● WHAT THE TASK ASKS
Convert the data below into a two-column CSV with the headers "text" and "answer", giving each text its own row with its answer. Put each value in a quoted field, replace line breaks with spaces, and omit the pictures.

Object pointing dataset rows

*****

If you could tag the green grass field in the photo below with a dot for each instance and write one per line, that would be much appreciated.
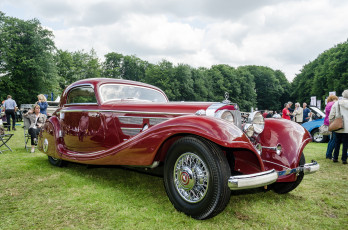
(36, 195)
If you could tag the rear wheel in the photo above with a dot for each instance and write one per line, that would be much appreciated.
(285, 187)
(196, 173)
(318, 137)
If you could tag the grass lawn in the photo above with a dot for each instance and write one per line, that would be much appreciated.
(36, 195)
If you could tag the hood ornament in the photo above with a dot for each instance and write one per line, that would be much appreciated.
(226, 101)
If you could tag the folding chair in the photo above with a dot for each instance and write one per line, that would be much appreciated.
(4, 138)
(27, 137)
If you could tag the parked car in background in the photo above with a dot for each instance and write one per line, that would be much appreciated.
(204, 148)
(313, 125)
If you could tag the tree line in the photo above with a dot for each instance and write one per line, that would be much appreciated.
(31, 64)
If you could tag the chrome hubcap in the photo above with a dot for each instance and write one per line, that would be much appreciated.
(191, 177)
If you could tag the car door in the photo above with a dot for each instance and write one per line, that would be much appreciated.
(82, 123)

*****

● RESPONSE BELOW
text,answer
"If you could tag the green grass field in the photo below with a dot for each instance and write one per line, that would be much appreciated.","(36, 195)"
"If you could tag the rear wheel in the photo above with a dot for each instance and write one per line, that would be much appreciated.","(285, 187) (196, 173) (318, 137)"
"If you could tag the grass lawn in the photo above with a dot for each instance and write one per line, that would be much appreciated.","(36, 195)"
"If you could tag the hood ornament in the photo above with a dot for each instance and write one per line, that would be much appreciated.","(226, 101)"
"If you could tag the folding chair in the photo above with a dot for each instance and write one per line, that would be much appreciated.","(4, 138) (27, 137)"
"If you could tag the parked car in background in the photo above with a dot for each instance and write one per line, that would be much appreciated.","(204, 148) (313, 125)"
"If you could tag the tree line in the photo above with a dot for each instance and write one per line, that would be much appreciated.","(31, 64)"
"If you could tag the chrome hubcap in the photo above with a dot for each instance and write one per line, that would be much appreciated.","(191, 177)"
"If you could tag the car door in the photo above with a dot for each instance and write one per line, that would be much appreciated.","(82, 123)"